▶ [Record excerpts]
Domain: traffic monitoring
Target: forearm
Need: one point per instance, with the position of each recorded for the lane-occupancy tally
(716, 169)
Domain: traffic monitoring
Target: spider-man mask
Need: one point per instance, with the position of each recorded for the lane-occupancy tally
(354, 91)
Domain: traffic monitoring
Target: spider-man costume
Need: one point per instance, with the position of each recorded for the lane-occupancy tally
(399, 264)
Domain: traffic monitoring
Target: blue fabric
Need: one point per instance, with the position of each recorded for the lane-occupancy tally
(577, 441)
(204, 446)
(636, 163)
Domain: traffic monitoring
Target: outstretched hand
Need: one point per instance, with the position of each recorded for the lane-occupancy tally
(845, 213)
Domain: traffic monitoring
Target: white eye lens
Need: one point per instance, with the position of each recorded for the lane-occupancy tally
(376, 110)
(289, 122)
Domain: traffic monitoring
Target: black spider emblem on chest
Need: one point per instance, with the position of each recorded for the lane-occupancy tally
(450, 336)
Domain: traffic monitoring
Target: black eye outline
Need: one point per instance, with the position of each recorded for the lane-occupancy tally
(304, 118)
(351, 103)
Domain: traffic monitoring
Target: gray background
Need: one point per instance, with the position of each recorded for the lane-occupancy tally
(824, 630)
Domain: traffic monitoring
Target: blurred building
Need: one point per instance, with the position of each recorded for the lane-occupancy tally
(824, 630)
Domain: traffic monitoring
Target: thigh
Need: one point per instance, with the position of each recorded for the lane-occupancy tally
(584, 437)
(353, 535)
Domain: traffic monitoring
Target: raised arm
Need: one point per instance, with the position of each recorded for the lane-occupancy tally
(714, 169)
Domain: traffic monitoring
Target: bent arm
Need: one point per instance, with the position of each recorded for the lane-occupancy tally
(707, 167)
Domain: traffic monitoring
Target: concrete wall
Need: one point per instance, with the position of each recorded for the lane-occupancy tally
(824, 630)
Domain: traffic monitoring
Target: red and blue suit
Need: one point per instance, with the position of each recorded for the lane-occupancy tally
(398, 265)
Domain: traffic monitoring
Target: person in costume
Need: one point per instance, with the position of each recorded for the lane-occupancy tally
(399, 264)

▶ [Work to be completed]
Please output the material above exactly as it reads.

▶ [Your solution]
Domain: traffic monitoring
Target: forearm
Need: one point per instance, with the position of each recorded for the lane-occupancy tally
(716, 169)
Domain: traffic monitoring
Target: spider-man mask
Need: one point per instance, with the position of each recorded for the lane-occupancy tally
(354, 91)
Domain: traffic monitoring
Target: spider-man costume
Need: one point per instance, with the position of each recorded for the lane-occupancy tally
(399, 264)
Domain: traffic monitoring
Target: blue fabric
Need: one point per instance, with the position of each recorded for the lane-occupancy tally
(577, 441)
(204, 446)
(636, 163)
Domain: traffic monitoring
Target: outstretched hand
Need: one point per instance, with the position of each recorded for the lane-occupancy tally
(845, 213)
Domain: traffic monitoring
Target: white eye lens
Need: one point per instance, with the position of each recorded for the lane-occupancy tally
(376, 110)
(289, 122)
Domain: traffic monitoring
Target: black spider emblem on chest
Need: one point per instance, with the position of each recorded for the lane-occupancy tally
(450, 336)
Domain: traffic monitoring
Target: black eye outline
Need: one point per instance, with the position of each recorded for the lane-occupancy tally
(304, 118)
(351, 103)
Domain: traffic monitoring
Target: gray background
Need: one point per instance, with the position of each recorded for the lane-occupancy tally
(824, 630)
Domain: traffic monitoring
Target: blurred building
Need: one point per instance, with the position of each recorded for the lane-occupancy tally
(824, 630)
Domain: traffic monitoring
Target: thigh
Need: one point per instance, with the position of each recorded for the lane-occupancy tally
(584, 437)
(353, 535)
Domain: traffic monitoring
Target: raised arm
Need: one point per instance, with the position of each recorded for the lane-occupancy tally
(714, 169)
Domain: traffic monitoring
Target: bent arm
Need: one point per instance, with the position of each recorded for the lane-occupancy tally
(707, 167)
Domain: traffic monitoring
Target: concrete wall
Need: one point per instance, with the position of each recorded for the lane-occupancy tally
(824, 630)
Domain: traffic monitoring
Target: red and blue suit
Need: one point per instance, with the position of each recorded for the lane-occupancy tally
(398, 265)
Domain: traffic monitoring
Target: person in costume
Need: one point per instance, with the position of each recorded for the lane-occupancy tally
(399, 264)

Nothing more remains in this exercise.